DOCUMENT EXTRACT:
____

Could Physician Education and Application of Pharmacokinetic Principles Improve Serum Gentamicin Levels in Neonates?
Gladys El-Chaar, College of Pharmacy & Allied Health Professions, Department of Clinical Pharmacy Practice
Background: Therapeutic Drug Monitoring (TDM) is an important tool in devising individualized drug dosing based on pharmacokinetic (PK) calculations. TDM is especially important in neonates given their variable and dynamic physiological states. Pharmacotherapists usually perform TDM; however, when not available, physicians often do not attempt such calculations. A PK education and training program was implemented to teach physicians to perform PK calculations and dosage changes. There are scant data addressing physician education regarding application of PK on drug levels.
Objective: To ensure accuracy of PK calculations and dosage changes made by physicians after the educational program and identify barriers in physician PK-derived dosage changes. We hypothesized that TDM performed by physicians after the educational program will result in a greater number of maximum serum (Cmax) gentamicin levels in the therapeutic range.
Design/Methods: This retrospective chart review included neonates who received gentamicin and had elevated trough serum gentamicin concentrations (SGC) 6 months before and 6 months after implementation of a PK training program to physicians. Trough SGC were used to calculate gentamicin Cmax. Before PK training, dosage changes made by physicians were done by fixed percentages and calculated Cmax levels after these dosage changes were expected to be low. Didactic workshops and one-on-one sessions by the pharmacotherapist were carried out to teach PK-derived dosage calculations. We analyzed the differences in calculations of PK parameters and dosage changes between the pharmacotherapist and physicians after training. A survey was distributed to identify barriers to the physician PK-derived method of dosage adjustments. A sample size of 39 patients in each group was needed to reduce the sub-therapeutic gentamicin Cmax from 50% to 20% with 80% power and a 5% level of significance.
Results: There were 41 courses of gentamicin in each group. Before training, only 26% of calculated Cmax levels were in the therapeutic range. After PK training, this number rose to 100% (p=0.0001). Pharmacokinetic calculations and dosage changes performed by physicians were done correctly. Most common barriers to PK-derived dosage calculations were time to perform calculations and delay in laboratory reporting of SGC.
Conclusions: PK education of house-staff education was successful and resulted in improved gentamicin levels.

____

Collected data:
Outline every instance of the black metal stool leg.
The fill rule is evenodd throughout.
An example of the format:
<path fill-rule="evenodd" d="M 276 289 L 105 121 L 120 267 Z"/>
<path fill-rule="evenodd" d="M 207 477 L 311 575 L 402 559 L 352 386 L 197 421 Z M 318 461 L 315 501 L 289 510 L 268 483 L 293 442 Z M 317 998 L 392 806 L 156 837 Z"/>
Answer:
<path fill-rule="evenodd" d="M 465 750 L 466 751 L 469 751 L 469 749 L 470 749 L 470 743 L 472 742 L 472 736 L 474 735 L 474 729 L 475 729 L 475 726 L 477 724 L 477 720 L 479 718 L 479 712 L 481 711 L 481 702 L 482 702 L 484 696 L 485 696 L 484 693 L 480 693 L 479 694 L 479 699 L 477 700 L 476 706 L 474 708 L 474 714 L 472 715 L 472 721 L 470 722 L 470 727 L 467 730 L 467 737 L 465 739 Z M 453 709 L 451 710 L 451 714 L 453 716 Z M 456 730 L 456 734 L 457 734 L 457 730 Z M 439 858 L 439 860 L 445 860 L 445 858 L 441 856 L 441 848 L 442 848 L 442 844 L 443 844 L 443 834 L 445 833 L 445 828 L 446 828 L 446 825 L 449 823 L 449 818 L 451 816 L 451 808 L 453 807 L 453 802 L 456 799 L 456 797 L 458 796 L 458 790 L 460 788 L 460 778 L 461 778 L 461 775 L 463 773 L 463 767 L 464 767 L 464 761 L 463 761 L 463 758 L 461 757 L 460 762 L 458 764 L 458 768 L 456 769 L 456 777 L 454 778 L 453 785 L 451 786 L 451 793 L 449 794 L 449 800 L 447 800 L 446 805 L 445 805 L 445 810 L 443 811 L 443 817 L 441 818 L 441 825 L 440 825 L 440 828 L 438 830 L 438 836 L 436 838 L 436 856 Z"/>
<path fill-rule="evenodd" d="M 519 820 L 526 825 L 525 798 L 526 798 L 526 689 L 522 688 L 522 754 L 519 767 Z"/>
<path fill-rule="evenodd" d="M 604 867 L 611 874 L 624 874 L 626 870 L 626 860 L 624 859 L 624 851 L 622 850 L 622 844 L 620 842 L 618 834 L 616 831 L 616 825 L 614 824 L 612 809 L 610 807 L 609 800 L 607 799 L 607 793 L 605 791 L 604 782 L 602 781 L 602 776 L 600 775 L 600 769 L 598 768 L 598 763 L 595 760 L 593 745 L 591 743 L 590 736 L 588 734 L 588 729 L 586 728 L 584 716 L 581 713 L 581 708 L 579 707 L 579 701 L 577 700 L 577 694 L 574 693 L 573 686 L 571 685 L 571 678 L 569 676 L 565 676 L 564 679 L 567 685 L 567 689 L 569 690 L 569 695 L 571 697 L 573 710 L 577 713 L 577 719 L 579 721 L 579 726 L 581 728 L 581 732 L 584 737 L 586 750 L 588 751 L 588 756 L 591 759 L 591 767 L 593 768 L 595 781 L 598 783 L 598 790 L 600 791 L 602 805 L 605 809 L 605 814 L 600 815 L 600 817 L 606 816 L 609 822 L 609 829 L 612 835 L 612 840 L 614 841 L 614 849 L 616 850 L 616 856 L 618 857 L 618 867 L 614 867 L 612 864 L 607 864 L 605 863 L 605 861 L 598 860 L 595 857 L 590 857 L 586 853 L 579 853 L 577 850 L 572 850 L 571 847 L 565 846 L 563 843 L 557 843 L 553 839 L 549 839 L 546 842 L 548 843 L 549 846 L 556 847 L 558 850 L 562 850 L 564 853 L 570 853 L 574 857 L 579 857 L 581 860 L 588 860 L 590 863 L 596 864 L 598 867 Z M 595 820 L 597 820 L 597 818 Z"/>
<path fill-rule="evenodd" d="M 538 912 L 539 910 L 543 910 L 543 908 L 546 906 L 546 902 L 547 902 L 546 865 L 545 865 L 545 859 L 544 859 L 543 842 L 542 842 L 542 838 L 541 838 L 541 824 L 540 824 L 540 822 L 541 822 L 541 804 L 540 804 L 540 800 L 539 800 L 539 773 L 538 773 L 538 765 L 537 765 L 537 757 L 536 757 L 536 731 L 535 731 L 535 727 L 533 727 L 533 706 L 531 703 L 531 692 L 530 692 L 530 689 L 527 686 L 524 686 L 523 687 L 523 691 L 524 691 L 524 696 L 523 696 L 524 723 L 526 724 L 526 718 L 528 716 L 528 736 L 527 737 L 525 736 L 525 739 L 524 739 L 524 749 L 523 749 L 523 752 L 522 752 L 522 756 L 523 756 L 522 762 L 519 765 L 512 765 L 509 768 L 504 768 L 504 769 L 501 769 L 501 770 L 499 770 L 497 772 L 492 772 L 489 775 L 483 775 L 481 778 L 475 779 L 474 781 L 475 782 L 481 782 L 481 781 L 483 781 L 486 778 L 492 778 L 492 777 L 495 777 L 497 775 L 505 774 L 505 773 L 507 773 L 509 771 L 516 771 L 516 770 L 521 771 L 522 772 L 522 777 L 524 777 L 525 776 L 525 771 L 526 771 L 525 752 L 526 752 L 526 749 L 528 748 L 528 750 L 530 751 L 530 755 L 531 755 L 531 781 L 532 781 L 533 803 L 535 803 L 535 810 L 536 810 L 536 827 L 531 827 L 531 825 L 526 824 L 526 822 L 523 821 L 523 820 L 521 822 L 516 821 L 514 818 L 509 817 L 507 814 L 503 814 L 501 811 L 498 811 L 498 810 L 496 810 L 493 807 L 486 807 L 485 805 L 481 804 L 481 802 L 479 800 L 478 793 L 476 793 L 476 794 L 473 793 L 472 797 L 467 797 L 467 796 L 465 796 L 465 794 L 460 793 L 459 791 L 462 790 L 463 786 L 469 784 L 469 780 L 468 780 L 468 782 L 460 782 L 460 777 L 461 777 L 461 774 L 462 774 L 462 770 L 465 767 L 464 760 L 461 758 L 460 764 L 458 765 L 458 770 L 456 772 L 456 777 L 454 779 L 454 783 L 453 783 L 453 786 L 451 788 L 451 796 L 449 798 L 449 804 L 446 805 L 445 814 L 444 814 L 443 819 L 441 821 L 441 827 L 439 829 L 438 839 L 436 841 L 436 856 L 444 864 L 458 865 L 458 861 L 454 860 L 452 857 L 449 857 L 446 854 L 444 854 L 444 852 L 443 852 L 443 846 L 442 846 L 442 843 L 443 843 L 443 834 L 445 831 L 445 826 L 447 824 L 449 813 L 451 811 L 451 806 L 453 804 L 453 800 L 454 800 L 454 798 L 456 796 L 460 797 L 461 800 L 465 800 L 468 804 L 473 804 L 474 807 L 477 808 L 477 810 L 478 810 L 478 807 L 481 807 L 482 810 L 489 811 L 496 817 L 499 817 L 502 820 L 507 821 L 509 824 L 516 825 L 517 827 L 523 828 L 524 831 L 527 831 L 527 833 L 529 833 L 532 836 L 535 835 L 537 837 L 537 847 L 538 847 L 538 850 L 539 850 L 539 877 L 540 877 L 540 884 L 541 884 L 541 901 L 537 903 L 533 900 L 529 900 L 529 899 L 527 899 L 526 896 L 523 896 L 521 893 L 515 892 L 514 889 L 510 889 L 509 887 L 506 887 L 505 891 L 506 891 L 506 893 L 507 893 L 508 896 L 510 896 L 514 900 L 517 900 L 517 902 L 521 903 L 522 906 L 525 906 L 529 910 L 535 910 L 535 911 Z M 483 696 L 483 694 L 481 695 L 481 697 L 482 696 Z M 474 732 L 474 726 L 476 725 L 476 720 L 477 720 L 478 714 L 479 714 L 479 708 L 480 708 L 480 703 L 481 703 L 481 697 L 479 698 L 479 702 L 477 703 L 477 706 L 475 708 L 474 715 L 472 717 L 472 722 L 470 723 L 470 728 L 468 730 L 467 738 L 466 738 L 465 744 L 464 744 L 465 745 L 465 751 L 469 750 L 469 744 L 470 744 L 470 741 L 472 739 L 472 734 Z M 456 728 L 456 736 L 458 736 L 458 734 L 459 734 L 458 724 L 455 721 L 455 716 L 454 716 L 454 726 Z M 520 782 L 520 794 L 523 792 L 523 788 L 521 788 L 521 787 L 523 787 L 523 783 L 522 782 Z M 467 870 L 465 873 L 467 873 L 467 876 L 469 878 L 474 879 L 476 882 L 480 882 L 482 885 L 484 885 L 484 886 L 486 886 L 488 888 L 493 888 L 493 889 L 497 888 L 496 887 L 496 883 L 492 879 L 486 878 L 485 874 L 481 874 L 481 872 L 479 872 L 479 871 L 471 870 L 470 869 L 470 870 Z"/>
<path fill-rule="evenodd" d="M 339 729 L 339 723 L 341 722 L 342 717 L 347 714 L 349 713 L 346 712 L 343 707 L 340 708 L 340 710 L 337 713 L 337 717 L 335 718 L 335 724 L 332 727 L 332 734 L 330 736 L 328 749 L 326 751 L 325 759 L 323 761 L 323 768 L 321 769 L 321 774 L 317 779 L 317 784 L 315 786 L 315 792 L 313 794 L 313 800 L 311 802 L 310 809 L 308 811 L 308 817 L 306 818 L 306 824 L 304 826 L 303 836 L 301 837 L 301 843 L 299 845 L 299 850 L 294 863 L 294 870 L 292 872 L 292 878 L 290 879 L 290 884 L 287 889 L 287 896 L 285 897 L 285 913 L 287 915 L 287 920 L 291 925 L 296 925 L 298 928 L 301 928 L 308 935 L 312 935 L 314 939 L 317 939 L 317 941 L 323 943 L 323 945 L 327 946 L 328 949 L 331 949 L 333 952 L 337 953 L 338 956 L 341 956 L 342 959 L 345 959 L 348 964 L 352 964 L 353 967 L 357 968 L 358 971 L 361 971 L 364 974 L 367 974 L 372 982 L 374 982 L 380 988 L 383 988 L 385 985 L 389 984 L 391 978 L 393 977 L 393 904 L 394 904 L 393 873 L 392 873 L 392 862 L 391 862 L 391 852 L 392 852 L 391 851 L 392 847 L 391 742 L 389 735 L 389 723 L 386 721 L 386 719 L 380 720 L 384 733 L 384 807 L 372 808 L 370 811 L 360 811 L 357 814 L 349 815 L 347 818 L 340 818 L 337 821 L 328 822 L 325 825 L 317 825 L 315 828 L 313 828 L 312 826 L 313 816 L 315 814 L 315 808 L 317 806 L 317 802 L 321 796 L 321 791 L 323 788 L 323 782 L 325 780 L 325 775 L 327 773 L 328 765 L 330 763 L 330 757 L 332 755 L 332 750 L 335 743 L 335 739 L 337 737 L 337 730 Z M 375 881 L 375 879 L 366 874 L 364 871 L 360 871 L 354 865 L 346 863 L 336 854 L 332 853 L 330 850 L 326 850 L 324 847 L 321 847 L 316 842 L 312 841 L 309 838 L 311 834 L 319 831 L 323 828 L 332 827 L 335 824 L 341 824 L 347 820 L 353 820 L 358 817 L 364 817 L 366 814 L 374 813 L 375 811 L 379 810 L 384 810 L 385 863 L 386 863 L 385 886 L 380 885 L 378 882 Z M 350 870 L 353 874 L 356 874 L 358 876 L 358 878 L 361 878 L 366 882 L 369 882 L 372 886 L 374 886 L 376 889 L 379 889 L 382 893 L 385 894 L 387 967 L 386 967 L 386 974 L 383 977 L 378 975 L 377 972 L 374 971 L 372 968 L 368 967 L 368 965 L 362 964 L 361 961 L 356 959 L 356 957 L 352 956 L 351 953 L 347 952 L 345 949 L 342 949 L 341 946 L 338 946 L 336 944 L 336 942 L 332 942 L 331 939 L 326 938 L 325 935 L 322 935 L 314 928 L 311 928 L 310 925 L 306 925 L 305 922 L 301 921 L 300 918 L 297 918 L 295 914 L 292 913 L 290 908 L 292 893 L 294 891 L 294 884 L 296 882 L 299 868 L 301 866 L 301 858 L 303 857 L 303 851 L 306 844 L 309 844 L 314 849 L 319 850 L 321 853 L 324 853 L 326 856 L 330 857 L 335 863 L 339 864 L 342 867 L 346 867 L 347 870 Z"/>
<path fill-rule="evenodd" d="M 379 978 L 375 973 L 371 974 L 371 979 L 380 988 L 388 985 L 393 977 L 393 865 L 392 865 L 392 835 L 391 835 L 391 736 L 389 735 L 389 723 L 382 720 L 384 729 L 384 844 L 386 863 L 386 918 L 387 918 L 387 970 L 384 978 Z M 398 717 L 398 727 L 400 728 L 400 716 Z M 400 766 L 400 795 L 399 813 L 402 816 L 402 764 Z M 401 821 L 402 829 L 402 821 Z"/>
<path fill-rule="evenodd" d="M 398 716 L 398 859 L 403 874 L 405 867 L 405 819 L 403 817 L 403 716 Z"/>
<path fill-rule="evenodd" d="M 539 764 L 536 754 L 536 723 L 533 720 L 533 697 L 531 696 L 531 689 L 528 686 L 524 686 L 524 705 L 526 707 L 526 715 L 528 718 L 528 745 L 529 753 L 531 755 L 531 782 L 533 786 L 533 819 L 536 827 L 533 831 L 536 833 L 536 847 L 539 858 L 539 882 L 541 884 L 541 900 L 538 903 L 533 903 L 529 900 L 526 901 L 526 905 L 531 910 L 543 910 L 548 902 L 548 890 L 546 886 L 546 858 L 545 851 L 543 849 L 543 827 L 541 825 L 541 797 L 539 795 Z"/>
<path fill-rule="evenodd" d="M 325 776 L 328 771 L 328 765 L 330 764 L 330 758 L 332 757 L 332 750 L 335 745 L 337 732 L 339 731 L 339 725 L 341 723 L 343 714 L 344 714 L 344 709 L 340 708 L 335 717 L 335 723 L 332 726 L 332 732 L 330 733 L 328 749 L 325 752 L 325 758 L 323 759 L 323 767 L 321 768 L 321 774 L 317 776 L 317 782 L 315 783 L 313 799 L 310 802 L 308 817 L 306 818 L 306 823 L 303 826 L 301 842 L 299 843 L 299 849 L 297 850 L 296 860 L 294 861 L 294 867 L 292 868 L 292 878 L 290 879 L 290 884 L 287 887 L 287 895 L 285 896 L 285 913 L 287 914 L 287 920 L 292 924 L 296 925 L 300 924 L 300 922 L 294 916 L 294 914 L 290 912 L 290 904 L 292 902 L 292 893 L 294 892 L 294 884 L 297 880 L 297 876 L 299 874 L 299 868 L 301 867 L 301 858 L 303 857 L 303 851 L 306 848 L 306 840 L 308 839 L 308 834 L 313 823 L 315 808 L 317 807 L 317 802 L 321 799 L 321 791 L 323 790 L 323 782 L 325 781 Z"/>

____

PROBLEM DETAILS:
From the neonatal gentamicin abstract, copy word for word the passage starting at "Objective: To ensure" and ending at "levels in the therapeutic range.".

ANSWER TO THIS EXERCISE:
Objective: To ensure accuracy of PK calculations and dosage changes made by physicians after the educational program and identify barriers in physician PK-derived dosage changes. We hypothesized that TDM performed by physicians after the educational program will result in a greater number of maximum serum (Cmax) gentamicin levels in the therapeutic range.